### TASK BRIEF
Print, word for word, the lines from the one containing "of the side" through the end of the records below, including both ends.

--- START TASK INPUT ---

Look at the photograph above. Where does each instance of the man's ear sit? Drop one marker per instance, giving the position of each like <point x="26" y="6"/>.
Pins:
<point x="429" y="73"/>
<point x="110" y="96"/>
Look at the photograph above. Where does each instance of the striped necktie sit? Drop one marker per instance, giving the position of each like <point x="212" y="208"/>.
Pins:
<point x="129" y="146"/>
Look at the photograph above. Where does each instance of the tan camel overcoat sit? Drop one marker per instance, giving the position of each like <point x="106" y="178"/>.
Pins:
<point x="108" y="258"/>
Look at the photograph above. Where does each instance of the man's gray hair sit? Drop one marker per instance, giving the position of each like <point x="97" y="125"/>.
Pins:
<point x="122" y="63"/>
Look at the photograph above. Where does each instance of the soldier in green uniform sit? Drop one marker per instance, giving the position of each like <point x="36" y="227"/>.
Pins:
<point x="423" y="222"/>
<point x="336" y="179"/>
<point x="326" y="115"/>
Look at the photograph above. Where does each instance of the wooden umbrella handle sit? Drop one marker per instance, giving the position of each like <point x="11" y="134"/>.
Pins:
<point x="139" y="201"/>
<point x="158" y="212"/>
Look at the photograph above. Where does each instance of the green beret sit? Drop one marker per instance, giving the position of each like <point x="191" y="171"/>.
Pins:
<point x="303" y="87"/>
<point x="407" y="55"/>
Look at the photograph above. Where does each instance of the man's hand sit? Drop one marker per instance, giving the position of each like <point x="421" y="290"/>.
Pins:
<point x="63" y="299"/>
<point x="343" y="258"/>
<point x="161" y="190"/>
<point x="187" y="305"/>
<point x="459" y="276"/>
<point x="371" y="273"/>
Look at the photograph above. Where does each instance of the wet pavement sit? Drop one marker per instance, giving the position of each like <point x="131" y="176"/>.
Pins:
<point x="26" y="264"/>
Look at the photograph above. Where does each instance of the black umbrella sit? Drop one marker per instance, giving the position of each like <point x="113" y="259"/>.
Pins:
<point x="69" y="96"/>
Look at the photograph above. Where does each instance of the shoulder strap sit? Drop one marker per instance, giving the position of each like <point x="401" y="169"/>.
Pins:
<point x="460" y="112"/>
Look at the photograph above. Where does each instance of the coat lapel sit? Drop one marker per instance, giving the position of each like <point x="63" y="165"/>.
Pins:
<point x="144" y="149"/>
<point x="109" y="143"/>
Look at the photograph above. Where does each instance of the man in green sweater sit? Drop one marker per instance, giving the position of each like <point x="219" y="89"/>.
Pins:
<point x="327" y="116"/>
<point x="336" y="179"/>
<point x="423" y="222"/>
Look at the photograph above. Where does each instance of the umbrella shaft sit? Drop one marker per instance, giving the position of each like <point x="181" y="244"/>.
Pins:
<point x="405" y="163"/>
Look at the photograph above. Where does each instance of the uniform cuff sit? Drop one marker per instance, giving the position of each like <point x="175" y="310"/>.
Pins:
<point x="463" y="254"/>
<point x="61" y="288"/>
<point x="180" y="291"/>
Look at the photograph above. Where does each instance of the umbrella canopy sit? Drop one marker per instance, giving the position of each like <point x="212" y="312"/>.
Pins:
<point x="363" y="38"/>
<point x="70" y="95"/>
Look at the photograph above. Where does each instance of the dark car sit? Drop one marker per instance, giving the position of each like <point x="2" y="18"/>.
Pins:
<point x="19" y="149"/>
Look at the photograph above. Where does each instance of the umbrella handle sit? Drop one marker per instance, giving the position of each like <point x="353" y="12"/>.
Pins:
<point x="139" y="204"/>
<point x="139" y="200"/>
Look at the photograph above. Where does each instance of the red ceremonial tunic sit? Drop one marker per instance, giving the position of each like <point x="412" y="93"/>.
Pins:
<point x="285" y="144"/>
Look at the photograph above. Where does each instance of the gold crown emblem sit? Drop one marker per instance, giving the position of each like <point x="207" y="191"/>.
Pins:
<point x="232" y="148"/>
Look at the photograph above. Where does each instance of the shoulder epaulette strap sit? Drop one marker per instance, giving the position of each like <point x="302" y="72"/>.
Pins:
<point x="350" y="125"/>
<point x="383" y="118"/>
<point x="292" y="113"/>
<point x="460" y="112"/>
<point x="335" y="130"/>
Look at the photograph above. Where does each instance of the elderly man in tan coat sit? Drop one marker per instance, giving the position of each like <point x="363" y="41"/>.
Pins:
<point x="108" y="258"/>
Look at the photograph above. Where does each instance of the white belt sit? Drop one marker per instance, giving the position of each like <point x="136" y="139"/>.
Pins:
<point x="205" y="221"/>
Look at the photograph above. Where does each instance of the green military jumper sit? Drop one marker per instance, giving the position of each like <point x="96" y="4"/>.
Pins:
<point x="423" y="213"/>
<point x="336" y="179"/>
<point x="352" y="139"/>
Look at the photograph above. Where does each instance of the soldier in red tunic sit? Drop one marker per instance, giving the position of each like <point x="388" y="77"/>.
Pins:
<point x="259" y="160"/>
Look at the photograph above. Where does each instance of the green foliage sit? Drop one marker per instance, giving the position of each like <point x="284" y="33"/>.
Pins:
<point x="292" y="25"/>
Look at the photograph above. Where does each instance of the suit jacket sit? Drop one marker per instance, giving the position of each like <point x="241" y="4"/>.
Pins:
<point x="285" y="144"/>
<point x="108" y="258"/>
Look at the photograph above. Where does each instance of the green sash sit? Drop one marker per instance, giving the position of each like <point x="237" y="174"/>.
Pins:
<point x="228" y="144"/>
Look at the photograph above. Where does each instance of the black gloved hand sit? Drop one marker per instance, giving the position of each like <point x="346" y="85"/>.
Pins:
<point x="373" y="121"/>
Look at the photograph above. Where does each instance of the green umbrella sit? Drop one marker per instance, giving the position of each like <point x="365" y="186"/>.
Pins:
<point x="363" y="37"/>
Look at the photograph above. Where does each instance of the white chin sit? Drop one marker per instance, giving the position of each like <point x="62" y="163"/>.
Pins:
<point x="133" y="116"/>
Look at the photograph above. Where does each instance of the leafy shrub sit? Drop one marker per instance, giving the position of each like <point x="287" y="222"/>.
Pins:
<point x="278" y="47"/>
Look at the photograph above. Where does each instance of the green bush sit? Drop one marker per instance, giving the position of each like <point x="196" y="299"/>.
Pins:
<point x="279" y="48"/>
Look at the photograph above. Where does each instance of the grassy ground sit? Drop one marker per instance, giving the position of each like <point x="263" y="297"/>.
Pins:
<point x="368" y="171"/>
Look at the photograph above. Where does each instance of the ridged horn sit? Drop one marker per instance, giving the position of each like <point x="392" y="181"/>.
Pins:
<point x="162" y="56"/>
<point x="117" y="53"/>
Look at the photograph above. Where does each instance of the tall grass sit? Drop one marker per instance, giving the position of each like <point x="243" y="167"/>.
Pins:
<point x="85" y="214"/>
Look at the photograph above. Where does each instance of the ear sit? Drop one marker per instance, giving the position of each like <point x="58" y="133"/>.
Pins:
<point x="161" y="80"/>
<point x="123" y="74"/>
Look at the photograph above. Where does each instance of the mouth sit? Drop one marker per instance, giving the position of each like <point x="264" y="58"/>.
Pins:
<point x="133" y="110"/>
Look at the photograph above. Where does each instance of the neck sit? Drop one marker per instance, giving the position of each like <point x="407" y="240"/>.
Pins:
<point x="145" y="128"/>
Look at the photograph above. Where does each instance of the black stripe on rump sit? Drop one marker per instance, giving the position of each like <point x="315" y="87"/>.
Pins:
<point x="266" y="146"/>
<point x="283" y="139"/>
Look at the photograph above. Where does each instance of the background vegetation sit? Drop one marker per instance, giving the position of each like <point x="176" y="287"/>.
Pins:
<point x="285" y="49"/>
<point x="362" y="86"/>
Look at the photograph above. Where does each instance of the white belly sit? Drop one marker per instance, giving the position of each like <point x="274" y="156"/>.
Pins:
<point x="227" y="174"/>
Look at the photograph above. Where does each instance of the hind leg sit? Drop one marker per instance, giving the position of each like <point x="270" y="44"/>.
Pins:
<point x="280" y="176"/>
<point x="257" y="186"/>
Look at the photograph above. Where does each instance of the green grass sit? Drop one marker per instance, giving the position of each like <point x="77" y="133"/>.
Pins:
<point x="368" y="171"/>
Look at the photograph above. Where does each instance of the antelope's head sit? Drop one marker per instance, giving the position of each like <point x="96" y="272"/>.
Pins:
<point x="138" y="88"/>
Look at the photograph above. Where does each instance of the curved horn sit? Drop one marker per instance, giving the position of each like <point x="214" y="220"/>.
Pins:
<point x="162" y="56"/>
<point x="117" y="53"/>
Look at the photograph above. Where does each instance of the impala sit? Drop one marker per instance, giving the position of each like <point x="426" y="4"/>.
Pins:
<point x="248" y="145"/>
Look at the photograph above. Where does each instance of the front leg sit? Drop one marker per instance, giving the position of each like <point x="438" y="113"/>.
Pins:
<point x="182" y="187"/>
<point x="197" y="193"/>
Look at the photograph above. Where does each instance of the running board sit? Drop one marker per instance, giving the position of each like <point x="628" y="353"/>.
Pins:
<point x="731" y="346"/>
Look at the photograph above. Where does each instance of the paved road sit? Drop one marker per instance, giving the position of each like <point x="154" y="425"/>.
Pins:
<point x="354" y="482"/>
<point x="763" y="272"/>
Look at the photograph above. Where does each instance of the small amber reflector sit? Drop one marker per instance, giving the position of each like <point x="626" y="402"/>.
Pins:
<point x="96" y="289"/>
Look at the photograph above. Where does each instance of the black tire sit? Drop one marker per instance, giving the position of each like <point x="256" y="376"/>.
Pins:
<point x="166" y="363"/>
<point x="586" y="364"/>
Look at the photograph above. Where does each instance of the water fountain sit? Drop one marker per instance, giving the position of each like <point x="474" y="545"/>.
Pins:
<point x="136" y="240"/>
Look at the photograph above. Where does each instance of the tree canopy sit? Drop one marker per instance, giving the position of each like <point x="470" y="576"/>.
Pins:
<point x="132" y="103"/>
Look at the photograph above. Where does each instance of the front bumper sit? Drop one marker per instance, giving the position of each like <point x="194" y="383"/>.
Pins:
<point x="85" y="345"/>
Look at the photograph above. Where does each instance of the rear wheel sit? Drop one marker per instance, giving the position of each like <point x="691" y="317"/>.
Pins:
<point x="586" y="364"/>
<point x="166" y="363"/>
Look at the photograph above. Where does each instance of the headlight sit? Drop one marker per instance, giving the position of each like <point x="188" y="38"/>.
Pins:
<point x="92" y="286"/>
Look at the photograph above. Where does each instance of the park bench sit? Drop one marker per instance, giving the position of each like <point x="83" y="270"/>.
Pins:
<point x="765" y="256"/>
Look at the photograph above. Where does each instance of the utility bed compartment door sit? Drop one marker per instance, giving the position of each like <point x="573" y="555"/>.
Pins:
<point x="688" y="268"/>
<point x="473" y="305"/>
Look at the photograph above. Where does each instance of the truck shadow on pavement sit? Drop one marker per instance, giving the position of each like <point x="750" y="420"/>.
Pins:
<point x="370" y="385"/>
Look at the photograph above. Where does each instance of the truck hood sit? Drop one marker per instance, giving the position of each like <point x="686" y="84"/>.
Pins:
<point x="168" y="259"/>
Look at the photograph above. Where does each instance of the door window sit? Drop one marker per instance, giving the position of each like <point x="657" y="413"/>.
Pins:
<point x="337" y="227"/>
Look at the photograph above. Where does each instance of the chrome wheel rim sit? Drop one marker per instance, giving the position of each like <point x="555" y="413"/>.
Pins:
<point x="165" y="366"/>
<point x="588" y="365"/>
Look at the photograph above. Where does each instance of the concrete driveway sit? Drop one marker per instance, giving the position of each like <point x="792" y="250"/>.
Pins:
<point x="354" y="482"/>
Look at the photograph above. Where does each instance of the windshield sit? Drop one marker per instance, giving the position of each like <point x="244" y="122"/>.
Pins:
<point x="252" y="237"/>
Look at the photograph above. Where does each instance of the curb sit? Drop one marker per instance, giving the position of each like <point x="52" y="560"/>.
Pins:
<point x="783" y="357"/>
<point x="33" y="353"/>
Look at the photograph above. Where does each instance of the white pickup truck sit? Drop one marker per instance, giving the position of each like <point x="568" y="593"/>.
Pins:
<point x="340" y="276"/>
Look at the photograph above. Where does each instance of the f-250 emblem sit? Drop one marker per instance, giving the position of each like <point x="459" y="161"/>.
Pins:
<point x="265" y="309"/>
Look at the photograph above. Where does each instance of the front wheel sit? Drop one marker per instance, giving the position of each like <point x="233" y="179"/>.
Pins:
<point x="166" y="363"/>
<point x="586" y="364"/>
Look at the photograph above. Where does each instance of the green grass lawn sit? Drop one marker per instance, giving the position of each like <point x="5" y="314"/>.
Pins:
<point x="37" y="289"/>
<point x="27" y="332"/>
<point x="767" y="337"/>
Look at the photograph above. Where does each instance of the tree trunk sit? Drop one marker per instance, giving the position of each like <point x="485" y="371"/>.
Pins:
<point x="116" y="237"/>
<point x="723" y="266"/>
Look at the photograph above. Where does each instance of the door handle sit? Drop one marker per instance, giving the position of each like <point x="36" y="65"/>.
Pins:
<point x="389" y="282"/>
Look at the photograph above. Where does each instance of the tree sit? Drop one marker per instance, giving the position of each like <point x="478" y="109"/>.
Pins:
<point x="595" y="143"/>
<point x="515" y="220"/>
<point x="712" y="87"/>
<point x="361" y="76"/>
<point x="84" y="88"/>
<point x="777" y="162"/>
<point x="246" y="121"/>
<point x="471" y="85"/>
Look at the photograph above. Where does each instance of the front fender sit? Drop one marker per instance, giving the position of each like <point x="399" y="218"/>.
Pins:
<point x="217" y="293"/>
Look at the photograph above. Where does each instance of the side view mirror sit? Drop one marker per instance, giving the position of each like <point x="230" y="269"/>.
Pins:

--- END TASK INPUT ---

### REPLY
Look at the photograph above. Where does each instance of the side view mirror sit? Drop one marker per instance, giving the position of each like <point x="230" y="269"/>.
Pins:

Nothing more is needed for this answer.